▶ [What the task requires]:
Every line of the data that contains the string "loose" must be copied.
---------- Material provided
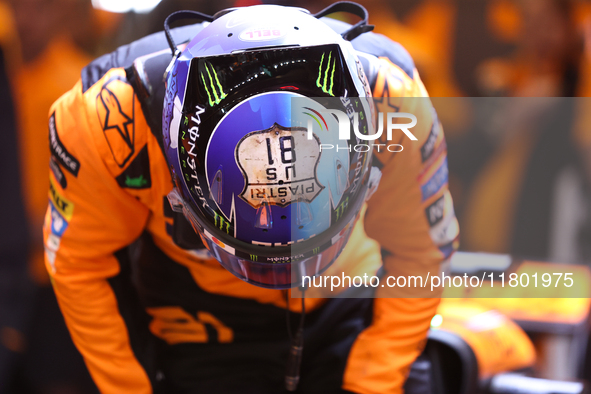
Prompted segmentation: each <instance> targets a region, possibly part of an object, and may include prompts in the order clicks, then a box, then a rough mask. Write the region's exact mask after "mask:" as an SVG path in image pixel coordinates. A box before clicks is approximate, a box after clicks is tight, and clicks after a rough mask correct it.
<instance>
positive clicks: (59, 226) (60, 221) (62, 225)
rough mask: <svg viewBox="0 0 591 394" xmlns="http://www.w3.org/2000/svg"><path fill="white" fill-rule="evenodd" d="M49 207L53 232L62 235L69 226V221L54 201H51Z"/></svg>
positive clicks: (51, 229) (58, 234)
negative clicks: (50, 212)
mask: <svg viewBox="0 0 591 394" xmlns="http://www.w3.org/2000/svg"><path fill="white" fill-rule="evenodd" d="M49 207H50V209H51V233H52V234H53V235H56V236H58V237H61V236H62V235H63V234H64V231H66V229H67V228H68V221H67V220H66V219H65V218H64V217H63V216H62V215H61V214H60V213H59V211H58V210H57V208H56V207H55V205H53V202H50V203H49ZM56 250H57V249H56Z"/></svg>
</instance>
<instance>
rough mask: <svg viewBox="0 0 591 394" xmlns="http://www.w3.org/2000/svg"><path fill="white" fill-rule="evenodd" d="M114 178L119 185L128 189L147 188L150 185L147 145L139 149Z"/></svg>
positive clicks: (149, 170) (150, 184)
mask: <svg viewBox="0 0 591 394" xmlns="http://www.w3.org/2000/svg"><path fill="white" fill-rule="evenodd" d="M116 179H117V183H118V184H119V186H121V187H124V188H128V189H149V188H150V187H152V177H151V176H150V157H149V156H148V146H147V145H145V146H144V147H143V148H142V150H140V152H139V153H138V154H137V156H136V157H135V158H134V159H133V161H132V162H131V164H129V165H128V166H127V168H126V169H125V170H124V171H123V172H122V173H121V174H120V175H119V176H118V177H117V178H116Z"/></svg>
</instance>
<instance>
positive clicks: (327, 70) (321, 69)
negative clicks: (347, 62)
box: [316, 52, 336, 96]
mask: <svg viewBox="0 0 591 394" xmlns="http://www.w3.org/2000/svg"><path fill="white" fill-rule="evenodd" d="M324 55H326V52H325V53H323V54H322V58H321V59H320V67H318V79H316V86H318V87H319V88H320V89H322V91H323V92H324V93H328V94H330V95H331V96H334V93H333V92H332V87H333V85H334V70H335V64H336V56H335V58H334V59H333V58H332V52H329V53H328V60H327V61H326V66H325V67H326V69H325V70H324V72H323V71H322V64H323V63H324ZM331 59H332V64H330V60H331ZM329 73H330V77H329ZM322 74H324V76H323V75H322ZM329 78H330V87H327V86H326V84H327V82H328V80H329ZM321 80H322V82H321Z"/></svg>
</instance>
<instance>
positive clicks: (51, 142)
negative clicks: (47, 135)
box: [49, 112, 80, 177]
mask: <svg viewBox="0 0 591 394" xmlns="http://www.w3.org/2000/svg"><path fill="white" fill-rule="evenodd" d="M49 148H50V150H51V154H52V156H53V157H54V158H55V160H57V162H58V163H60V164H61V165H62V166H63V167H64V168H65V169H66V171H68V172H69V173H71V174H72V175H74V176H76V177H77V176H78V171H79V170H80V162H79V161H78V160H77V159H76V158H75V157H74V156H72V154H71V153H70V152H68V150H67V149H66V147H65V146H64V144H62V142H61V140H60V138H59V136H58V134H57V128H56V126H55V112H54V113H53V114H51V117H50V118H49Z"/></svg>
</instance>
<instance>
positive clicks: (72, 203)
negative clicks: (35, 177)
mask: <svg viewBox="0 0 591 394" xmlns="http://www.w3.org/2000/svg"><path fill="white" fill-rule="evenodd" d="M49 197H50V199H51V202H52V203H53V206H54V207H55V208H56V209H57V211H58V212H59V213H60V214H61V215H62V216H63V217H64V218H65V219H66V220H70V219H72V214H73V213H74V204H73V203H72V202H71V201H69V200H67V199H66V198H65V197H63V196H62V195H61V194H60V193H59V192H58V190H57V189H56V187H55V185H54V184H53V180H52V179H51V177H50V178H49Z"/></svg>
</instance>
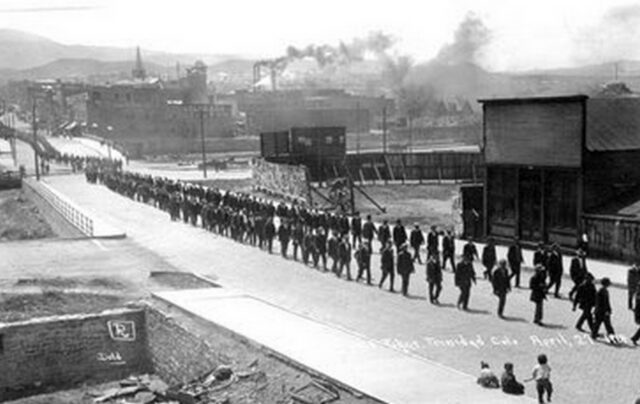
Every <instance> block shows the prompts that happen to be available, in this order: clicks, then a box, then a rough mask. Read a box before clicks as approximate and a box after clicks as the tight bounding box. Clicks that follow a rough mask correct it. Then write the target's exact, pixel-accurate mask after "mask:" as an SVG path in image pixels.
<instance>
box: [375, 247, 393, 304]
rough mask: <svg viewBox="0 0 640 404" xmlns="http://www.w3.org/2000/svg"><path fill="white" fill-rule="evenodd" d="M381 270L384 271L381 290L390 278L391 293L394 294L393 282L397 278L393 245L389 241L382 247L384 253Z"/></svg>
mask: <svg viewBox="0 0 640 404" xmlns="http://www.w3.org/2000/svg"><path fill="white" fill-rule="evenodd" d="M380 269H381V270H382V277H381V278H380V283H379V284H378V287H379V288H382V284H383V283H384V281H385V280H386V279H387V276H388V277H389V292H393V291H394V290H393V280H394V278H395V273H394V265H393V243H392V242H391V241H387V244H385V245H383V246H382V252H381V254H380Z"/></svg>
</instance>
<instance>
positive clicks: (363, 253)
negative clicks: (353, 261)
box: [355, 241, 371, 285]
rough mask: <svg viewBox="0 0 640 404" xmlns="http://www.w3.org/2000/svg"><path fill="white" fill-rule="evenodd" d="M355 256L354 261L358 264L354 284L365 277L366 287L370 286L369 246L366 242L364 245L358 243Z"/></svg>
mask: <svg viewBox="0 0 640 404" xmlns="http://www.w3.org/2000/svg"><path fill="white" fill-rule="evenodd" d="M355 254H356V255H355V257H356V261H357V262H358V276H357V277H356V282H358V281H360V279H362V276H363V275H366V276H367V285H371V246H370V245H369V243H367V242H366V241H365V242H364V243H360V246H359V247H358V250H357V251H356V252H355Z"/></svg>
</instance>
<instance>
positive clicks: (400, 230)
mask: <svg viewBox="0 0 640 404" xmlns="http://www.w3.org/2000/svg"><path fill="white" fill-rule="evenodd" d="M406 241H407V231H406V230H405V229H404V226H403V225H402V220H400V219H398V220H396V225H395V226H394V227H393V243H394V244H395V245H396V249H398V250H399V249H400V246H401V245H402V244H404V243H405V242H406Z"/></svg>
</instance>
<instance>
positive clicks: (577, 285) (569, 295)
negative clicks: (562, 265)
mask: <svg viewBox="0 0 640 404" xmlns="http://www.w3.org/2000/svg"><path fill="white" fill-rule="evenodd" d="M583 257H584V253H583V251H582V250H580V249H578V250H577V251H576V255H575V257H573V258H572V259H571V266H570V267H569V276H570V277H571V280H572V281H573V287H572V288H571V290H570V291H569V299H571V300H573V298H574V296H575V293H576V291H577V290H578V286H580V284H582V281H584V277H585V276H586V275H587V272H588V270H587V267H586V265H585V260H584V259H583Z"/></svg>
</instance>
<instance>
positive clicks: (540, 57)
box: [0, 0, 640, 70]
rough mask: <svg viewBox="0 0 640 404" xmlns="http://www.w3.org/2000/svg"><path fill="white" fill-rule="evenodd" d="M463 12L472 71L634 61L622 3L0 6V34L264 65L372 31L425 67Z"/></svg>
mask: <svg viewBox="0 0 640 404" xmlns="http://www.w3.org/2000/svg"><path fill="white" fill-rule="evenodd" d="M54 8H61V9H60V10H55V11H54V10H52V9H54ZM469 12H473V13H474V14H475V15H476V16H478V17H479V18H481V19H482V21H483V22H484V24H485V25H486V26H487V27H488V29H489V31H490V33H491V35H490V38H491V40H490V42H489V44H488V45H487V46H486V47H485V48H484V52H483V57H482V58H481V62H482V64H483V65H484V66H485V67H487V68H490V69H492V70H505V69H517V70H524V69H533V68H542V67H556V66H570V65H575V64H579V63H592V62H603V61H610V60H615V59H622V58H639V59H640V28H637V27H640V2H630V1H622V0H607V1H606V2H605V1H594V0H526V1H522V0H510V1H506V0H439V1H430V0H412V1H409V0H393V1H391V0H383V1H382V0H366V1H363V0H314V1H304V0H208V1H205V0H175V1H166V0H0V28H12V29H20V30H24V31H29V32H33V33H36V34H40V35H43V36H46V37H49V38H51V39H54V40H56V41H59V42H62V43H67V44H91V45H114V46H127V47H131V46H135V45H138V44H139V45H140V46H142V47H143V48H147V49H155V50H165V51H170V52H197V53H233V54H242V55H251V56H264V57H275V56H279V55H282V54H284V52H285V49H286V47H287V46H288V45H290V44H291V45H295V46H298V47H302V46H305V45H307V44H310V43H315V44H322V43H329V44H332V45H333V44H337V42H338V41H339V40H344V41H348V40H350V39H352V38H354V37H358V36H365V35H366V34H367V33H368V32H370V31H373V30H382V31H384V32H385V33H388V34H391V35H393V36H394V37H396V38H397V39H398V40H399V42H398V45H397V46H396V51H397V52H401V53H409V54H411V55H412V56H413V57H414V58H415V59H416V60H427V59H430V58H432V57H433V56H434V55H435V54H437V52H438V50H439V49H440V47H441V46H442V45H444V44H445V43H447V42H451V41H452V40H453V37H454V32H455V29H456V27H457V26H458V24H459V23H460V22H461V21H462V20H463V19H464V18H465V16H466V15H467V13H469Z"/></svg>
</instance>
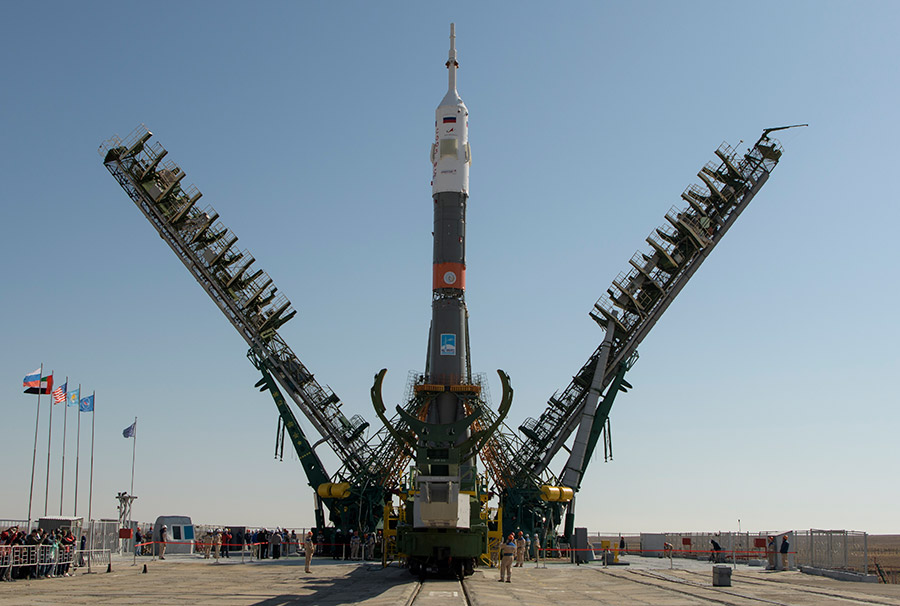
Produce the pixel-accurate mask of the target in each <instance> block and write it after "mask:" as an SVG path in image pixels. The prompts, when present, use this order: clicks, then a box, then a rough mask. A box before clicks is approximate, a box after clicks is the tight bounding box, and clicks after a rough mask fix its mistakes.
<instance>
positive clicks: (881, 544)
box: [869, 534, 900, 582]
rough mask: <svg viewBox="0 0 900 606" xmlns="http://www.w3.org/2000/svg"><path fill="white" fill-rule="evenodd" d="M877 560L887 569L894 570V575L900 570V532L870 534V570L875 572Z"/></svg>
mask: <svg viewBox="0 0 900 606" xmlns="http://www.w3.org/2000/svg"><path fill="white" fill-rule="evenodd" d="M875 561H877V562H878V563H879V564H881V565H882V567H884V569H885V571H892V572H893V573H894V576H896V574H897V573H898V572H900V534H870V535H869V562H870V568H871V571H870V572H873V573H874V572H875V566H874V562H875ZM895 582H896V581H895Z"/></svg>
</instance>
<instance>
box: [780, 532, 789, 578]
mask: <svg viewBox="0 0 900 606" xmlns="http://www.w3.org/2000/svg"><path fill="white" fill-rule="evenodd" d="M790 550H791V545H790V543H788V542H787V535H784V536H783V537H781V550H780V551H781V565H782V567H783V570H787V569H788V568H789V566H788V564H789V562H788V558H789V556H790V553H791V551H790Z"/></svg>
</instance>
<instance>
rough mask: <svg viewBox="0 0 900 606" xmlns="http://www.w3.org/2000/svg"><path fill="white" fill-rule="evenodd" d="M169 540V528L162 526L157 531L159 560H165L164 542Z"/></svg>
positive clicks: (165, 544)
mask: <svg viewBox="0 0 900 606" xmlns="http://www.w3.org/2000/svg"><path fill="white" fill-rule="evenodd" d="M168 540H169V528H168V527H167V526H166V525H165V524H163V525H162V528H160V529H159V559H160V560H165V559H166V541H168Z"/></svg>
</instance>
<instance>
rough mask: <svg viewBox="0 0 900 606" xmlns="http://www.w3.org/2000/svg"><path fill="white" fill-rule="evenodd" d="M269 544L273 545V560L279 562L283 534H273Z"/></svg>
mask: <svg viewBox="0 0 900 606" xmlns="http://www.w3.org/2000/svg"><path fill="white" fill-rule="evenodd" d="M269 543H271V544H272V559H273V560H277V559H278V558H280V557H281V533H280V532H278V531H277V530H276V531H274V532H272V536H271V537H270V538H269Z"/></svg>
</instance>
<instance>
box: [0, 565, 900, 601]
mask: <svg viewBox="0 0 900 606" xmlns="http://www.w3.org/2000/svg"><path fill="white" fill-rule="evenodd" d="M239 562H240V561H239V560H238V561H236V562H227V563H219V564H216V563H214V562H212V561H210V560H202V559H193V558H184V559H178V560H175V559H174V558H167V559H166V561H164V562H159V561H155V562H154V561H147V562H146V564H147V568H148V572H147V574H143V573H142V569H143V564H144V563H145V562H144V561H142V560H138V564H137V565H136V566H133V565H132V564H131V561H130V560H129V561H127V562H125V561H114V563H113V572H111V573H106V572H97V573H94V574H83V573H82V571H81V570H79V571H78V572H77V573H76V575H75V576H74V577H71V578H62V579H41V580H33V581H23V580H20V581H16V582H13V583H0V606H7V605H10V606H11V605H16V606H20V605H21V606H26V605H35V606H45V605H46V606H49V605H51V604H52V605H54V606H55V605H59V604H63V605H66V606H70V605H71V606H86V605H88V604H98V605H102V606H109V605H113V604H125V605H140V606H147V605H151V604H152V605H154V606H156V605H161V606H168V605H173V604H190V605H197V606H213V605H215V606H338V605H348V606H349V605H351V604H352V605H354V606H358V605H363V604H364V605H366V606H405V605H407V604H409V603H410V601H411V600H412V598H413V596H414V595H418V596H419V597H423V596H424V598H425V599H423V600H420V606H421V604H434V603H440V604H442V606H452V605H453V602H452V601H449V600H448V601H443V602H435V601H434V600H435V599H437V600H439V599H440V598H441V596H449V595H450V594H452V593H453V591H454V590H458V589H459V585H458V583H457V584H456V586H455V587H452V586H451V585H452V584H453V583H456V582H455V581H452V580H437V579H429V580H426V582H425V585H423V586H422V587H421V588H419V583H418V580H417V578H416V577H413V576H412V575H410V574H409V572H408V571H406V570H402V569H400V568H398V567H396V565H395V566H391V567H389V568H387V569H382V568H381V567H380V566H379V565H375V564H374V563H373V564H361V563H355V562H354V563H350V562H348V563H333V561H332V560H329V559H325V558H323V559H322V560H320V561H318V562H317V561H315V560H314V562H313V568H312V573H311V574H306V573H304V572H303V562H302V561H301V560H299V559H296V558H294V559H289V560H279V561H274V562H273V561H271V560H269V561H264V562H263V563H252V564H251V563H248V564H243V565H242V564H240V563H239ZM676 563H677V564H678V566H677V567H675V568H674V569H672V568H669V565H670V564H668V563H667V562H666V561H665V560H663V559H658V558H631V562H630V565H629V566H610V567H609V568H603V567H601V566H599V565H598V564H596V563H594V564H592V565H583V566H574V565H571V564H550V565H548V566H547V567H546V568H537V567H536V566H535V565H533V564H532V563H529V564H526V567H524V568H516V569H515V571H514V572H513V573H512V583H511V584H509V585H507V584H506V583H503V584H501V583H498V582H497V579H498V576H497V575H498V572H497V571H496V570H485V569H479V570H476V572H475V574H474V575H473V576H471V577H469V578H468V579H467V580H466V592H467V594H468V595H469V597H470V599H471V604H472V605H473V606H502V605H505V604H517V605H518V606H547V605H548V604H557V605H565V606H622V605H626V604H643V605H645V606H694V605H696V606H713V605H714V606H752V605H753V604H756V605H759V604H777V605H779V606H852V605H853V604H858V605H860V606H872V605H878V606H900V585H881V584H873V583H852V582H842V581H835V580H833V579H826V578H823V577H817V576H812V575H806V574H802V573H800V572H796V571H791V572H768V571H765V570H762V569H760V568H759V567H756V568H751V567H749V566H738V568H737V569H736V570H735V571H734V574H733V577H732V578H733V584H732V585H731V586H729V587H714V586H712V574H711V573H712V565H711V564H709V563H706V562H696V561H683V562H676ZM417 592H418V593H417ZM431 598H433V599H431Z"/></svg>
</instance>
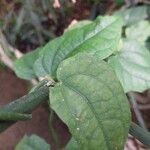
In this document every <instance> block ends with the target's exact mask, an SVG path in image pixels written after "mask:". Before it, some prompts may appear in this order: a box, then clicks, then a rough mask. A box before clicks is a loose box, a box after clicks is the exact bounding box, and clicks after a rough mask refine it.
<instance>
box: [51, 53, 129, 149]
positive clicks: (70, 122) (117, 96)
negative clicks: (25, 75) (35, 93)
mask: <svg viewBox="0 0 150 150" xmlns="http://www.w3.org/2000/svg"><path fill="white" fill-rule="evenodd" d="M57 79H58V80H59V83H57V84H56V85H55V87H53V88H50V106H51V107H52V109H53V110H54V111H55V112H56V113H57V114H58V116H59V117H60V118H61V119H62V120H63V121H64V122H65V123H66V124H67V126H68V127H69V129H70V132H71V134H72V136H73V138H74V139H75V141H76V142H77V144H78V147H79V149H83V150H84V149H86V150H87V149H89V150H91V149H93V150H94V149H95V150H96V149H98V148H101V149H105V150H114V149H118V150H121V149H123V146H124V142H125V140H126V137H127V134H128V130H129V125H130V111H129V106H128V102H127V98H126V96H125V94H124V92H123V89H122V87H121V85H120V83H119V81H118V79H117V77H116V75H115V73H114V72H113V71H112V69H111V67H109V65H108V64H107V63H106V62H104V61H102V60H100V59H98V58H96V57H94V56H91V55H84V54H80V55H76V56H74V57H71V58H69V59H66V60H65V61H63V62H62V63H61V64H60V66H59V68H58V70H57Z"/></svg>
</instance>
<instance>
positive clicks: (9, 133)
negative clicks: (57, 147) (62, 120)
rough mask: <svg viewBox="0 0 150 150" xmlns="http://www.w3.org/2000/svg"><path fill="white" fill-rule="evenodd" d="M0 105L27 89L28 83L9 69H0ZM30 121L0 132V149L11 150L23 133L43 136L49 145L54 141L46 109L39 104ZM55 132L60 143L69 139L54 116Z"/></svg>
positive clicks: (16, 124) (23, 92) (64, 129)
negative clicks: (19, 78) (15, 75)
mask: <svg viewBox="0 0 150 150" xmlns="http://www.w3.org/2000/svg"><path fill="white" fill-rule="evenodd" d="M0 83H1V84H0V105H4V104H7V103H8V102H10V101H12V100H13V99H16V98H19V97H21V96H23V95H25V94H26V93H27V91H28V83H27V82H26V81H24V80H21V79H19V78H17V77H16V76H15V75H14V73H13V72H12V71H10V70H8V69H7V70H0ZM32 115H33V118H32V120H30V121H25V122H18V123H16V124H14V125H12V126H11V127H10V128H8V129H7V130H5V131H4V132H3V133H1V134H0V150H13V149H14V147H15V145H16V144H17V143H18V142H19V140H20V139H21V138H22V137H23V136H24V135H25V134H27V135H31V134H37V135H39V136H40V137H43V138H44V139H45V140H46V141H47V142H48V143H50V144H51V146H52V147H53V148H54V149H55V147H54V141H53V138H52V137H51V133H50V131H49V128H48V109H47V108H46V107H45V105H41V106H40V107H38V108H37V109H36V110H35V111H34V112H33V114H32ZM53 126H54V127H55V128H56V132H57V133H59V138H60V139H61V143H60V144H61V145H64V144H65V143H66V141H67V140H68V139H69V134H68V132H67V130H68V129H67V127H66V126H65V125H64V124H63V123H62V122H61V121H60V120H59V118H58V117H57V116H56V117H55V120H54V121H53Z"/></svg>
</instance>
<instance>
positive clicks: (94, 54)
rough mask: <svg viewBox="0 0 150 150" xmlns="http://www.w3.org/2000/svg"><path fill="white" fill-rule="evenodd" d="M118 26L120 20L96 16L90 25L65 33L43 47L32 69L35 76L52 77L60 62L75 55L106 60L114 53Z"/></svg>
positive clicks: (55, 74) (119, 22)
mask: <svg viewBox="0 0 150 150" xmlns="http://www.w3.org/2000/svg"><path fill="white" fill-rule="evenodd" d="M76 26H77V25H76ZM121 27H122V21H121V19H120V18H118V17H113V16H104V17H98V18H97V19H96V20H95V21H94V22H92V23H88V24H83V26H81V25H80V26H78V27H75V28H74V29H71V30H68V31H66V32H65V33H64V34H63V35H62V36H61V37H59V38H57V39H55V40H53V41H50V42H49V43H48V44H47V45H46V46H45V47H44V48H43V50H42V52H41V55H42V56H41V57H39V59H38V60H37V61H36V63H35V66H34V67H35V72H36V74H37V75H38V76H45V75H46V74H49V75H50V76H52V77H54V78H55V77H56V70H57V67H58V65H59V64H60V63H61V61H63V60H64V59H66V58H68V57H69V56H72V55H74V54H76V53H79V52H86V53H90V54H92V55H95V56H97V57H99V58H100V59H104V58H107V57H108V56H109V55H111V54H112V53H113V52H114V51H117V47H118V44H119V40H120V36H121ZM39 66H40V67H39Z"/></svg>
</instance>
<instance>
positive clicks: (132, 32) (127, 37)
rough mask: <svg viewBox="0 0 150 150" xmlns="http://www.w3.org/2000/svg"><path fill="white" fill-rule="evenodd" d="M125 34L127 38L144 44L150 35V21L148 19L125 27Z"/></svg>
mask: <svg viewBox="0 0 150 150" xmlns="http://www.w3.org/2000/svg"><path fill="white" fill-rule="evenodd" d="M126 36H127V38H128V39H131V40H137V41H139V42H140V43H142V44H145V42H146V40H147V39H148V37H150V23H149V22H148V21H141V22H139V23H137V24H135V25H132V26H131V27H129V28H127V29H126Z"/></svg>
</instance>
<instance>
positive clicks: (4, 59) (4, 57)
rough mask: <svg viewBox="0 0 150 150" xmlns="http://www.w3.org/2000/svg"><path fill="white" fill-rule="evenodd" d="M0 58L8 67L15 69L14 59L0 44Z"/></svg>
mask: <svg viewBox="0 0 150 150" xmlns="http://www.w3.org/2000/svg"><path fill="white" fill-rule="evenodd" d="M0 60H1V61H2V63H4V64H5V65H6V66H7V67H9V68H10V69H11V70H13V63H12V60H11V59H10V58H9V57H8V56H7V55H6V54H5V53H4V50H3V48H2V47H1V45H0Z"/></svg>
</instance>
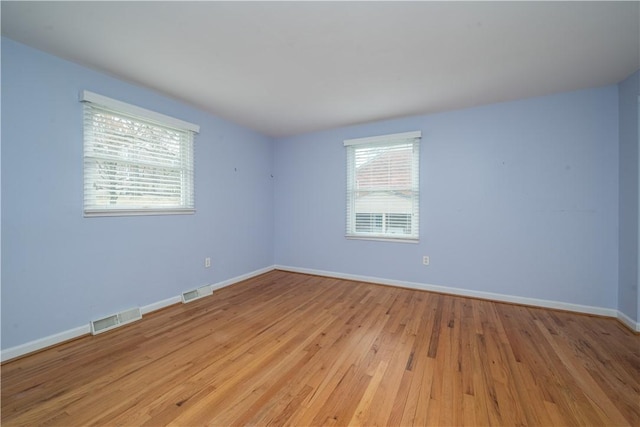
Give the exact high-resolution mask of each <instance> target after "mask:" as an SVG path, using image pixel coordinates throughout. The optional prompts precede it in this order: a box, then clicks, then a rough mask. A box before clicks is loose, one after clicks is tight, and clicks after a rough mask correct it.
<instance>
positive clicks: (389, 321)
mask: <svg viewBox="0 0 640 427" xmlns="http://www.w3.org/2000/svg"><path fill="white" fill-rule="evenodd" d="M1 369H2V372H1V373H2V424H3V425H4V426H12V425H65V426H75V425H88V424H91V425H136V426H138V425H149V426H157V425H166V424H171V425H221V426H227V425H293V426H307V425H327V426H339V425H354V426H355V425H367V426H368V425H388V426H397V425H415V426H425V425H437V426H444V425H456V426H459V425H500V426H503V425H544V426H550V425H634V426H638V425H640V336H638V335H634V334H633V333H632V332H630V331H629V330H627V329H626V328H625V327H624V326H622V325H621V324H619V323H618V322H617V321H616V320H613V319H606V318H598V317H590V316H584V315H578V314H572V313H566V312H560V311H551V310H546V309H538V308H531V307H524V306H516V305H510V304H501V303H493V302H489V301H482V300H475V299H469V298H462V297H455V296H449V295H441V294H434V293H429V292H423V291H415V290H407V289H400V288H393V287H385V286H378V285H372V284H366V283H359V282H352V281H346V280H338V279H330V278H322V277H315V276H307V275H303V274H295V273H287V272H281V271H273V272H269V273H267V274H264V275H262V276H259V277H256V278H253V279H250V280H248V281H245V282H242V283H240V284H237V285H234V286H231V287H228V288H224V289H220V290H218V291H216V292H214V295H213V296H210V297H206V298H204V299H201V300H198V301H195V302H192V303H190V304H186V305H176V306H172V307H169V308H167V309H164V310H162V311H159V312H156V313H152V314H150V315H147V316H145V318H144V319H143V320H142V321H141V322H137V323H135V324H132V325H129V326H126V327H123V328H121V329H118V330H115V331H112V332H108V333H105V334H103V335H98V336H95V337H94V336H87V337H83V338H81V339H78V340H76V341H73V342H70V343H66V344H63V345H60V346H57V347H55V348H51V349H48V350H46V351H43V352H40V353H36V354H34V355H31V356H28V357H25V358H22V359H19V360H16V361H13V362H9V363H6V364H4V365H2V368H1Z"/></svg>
--------------------
▶ [Exercise answer]:
In this document every <instance> block ends with the target's exact mask, an SVG path in image pixels written after "mask:". Before it, some prompts may appear in this order: a box, then clicks, then a rough mask. A box before clicks is a loose box, a box after clicks is the exact bounding box, and clicks after a rough mask refine it.
Give the exact high-resolution mask of each <instance> target after "mask:" as an SVG path, using image pixel coordinates throughout. The optional prompts precede it in this order: a box, then clicks, then a rough mask. A box before clicks is loose, one after clicks is tight, and clicks after a rough mask correct it.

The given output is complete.